На момент завершения восстановительного периода пришлось, так называемое, «Шахтинское дело». Это был первый в стране групповой процесс, когда на скамье подсудимых оказались далекие от политики технические специалисты. Именно после «Шахтинского дела» появился сам термин «вредитель». История «Шахтинского дела» до сих пор детально не изучена и не имеет достаточно подробного и объективного описания. Судя по документам эмигрантских организаций, ни одна из них не призывала к «вредительству». Трудно представить, что горные инженеры из «бывших», согласившиеся работать на новую власть, по своей инициативе разрушали то, что являлось делом и смыслом их жизни.

Для осуществления форсированной индустриализации были необходимы и в большом количестве квалифицированные кадры руководителей, инженерно-технических работников и хорошо подготовленных рабочих. Ни тех, ни других просто не хватало. Положение было очень тяжелым. Определенная часть технической интеллигенции эмигрировала, многие погибли в годы Мировой и Гражданской войн. Высшие учебные заведения в 20-е годы давали крайне ограниченное пополнение. Рассчитывать можно было лишь на оставшихся старых специалистов, но отношение к ним было далеко не благоприятным. Считалось, что они настроены против нового общества. Родился даже особый термин «спецеедство». Карикатура в журнале «Крокодил» тех лет: через лес идет «старый» специалист в инженерной фуражке с портфелем. Навстречу Медведь с намерением загрызть специалиста. Тот обращается к Медведю со словами: «В СССР спецеедству нет места».

Многие из квалифицированных горнорабочих начала XX в., в подавляющем большинстве из бывших крестьян, не вернулись с войн, или остались в Красной армии. Поэтому в 20-30 годы в результате коллективизации сельского хозяйства и принудительного превращения бывших крестьян в промышленных рабочих, в новую советскую промышленность, в угольную особенно, хлынула мощная крестьянская волна. Эту массу людей надо было научить «работать», «вкалывать» и «тянуть лямку». По уровню своей квалификации, дисциплинированности, по всему социально-психологическому складу в целом, мигранты из деревни в массе своей совершенно не были готовы к тому, чтобы приспособиться к механизму НЭПа, с характерной для него системой экономического стимулирования производственной активности и качества работы. В особой степени это касалось угольной промышленности, где вчерашний крестьянин попадал в тяжелейшие условия работы в подземных условиях. Старые специалисты вспоминают, что некоторая часть крестьянских парней испытывала в буквальном смысле шок после первого спуска в шахту, а некоторые из них убегали из общежитий на следующий день.

Не менее сложной была ситуация с техникой. Своей практически не было, производство ее только подготавливалось, а приобретение за рубежом в необходимом количестве было затруднено из-за недостатка валюты.

-=-=-

Задача A:
Какой термин, согласно тексту о «Шахтинском деле», появился именно после этого процесса?

Записи из набора данных:
-=-=-

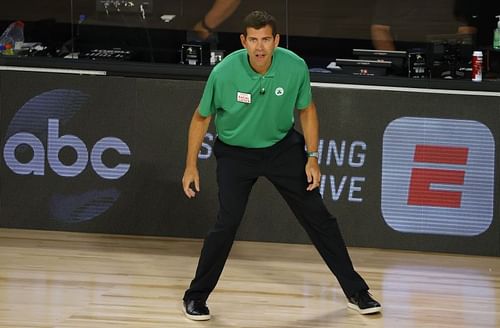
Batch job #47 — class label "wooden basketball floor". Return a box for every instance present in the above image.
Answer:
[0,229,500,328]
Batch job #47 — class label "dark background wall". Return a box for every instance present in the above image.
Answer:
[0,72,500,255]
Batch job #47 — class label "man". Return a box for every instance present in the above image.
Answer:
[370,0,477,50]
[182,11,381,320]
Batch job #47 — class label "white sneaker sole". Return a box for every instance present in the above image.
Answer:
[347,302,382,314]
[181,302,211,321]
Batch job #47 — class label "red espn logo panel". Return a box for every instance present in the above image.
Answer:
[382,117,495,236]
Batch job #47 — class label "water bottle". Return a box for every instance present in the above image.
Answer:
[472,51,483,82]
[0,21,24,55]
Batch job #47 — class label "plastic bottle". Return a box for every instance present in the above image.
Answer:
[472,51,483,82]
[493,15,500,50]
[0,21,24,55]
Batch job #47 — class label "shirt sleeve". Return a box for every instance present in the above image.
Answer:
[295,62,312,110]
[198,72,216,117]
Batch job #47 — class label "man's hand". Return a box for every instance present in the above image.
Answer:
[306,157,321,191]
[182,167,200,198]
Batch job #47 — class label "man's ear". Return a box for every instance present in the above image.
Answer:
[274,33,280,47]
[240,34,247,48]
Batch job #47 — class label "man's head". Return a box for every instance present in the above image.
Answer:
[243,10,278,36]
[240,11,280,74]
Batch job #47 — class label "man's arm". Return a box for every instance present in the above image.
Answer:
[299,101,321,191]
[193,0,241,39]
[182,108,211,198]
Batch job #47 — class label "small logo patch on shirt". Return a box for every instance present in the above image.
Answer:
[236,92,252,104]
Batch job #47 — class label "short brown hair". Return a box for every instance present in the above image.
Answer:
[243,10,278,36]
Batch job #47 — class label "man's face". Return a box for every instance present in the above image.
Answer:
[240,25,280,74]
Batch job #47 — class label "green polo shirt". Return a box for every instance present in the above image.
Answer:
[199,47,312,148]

-=-=-

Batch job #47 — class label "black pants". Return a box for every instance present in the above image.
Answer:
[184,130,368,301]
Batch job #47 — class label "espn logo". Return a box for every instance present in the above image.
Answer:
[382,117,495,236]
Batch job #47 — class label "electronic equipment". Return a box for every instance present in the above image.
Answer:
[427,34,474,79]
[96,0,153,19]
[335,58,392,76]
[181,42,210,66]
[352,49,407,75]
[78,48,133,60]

-=-=-

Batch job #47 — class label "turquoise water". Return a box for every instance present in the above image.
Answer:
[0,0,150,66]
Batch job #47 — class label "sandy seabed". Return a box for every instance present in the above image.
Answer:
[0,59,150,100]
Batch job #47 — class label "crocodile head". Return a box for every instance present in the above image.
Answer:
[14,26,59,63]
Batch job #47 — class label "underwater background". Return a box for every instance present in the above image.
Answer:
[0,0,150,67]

-=-=-

Задача B:
Перепишите без изменений только те записи, что идут от строки, содержащей «logo patch on», до строки, содержащей «[199,47,312,148]», включительно.

Готовый ответ A:
Термин «вредитель».

Готовый ответ B:
Batch job #47 — class label "small logo patch on shirt". Return a box for every instance present in the above image.
Answer:
[236,92,252,104]
Batch job #47 — class label "short brown hair". Return a box for every instance present in the above image.
Answer:
[243,10,278,36]
Batch job #47 — class label "man's face". Return a box for every instance present in the above image.
Answer:
[240,25,280,74]
Batch job #47 — class label "green polo shirt". Return a box for every instance present in the above image.
Answer:
[199,47,312,148]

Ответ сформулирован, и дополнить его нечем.